## What is required
Give the part of the entries below that opens with the line containing "Would you please locate the white" and runs through the end of the entries as a JSON list of strings, one string per line, leaving out blank lines.

+ + + + + + +

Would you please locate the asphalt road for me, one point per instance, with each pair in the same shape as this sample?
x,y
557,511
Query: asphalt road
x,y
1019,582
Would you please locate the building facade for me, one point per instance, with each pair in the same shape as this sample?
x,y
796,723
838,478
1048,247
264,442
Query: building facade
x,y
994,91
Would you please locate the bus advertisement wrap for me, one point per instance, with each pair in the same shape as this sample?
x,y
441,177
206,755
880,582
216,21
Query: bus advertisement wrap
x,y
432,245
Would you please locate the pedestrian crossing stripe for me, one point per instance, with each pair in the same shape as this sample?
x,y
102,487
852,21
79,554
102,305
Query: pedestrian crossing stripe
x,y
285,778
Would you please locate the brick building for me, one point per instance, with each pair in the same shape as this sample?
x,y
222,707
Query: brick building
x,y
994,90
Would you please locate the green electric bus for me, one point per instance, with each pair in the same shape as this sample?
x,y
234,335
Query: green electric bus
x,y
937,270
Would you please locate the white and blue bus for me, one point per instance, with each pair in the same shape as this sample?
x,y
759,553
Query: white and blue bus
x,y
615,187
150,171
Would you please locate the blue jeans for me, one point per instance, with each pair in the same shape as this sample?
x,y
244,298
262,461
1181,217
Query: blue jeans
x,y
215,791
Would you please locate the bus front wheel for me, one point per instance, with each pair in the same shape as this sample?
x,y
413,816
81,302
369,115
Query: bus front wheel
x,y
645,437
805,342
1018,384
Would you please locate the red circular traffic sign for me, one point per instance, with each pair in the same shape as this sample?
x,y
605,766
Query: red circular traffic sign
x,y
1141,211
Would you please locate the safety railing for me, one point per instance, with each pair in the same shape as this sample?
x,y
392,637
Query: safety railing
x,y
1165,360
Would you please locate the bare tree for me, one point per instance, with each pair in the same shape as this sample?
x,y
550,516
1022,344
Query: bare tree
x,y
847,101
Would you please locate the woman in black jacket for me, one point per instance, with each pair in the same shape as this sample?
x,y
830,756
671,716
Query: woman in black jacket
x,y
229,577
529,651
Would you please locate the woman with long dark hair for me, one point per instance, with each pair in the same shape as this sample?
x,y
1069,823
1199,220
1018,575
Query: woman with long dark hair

+ + + + + + +

## Final result
[
  "Would you please locate the white and blue bus for me, one point per instance, with each pair in the same shape as this sample?",
  "x,y",
  "759,553",
  "Query: white and blue bus",
  "x,y",
  "615,187",
  "150,171",
  "Would you please locate the blue jeans for me, one point per instance, with each pair in the same shape as this sample?",
  "x,y",
  "244,298",
  "262,461",
  "1181,217",
  "Query: blue jeans",
  "x,y",
  "215,791",
  "Would you please locate the bus front wheel for me, one point per instance, with each pair in the same shape as this sample?",
  "x,y",
  "413,816",
  "81,302",
  "369,115",
  "Query: bus front wheel",
  "x,y",
  "645,437",
  "805,342",
  "1018,384",
  "Would you please locate the red circular traffic sign for me, one point per instance, with each pair in the same shape as this sample?",
  "x,y",
  "605,766",
  "Query: red circular traffic sign",
  "x,y",
  "1141,211",
  "Would you please locate the safety railing for me, one point per instance, with each pair in the same shape as this sample?",
  "x,y",
  "392,637",
  "Query: safety railing",
  "x,y",
  "1165,360",
  "Would you please locate the bare tree for me, one point per instance, with each pair in the same shape as this sample?",
  "x,y",
  "550,516",
  "1022,344",
  "Query: bare tree",
  "x,y",
  "847,101",
  "Would you please locate the woman in black jacket for me, one point per instance, with each pair in the same shape as this sample?",
  "x,y",
  "830,756",
  "671,716",
  "Query: woman in black jacket",
  "x,y",
  "229,577",
  "529,651",
  "Would you please locate the woman with long dark hair for me, one point per instance, with each pair in the same shape as this sample?",
  "x,y",
  "1069,823",
  "1199,220",
  "1018,575",
  "Query: woman with long dark hair"
]